• _Brief_: Could you please retype all of the entries exactly as they appear?

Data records
Start of Block

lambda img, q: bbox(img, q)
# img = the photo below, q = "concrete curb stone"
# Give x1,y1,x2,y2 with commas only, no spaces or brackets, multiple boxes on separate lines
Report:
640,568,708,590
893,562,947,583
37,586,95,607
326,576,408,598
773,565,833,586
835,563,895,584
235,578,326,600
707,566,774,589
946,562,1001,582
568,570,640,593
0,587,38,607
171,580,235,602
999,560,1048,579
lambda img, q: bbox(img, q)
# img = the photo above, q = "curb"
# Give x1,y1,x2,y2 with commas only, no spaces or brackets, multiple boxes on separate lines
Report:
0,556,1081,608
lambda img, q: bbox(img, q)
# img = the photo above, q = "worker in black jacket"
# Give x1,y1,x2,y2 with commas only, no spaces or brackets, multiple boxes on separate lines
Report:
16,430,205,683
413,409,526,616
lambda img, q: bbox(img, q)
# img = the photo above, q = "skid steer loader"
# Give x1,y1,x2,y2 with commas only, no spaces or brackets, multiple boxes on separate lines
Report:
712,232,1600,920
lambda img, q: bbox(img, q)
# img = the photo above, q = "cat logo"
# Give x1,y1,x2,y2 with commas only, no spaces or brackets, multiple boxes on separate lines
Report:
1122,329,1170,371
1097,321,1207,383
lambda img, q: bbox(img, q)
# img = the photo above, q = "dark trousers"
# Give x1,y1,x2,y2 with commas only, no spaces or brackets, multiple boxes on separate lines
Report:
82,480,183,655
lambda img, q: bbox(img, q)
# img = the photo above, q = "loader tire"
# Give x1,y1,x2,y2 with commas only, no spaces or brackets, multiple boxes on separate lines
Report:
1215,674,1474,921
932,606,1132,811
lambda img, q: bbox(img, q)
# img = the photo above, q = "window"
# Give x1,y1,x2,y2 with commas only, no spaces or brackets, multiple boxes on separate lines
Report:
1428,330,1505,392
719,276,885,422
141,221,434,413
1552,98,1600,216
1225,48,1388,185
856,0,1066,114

End of Block

• _Expected answer_:
lambda img, q: bbox(img, q)
# img = the photo below, q = "concrete curb stone"
# Give x1,y1,x2,y2 with commas only, no spaces or brackets, multiple boxes on separate lines
Report:
640,568,708,590
893,562,947,583
37,586,95,607
326,576,408,598
773,565,833,586
835,563,895,584
235,578,326,600
707,566,774,589
946,562,1001,582
568,570,640,593
0,587,38,607
171,580,235,602
999,560,1048,579
lambda img, q: bbox(img, q)
# img = the photo above, q = "curb"
# Give x1,y1,x2,y2 with commas only, no spaces or brackets, multiple boxes on separate lines
Report:
0,556,1081,608
lambda img, q: bbox(img, q)
# img = the photo above, q = "worker in black jacket"
# Give x1,y1,x2,y2 with commas only, no spaces or brackets, multiple boxes on separate lines
Report:
16,430,205,683
413,409,526,616
lambda img, q: bbox(img, q)
# img = the photo above, q = "skid steer loader"
# Give x1,y1,x2,y2 with commas only, no spaces or brackets, multiple boxes on separate lines
Report:
712,232,1600,920
lambda img, q: bbox(img, q)
# img = the photo above, q = "cat logo"
# Give x1,y1,x2,y2 with commas only, no spaces or brackets, multiple boxes on separate lines
Report:
1122,329,1170,371
1097,321,1207,383
lambda img, q: bbox(img, q)
# img = the photo above, q = "dark trousers"
# Give x1,y1,x2,y2 with commas only, no spaces or brackets, multiple boxes on separate lines
Report:
82,480,183,655
lambda img, q: bbox(img, q)
# img = the photo above, q = "loader tire"
# Give x1,y1,x2,y2 with commas only, no spaces or brackets, multiple boxes on separate lines
Report:
1215,674,1474,921
932,606,1132,811
lambda img, q: bbox(img, q)
# img = the photo above, q = "window"
# Give x1,y1,x2,y2 with commas only, no spaces or brackets, multiple boxes on separate lines
Report:
1428,330,1505,392
719,276,885,422
141,221,434,413
1552,98,1600,216
1225,48,1388,185
856,0,1066,114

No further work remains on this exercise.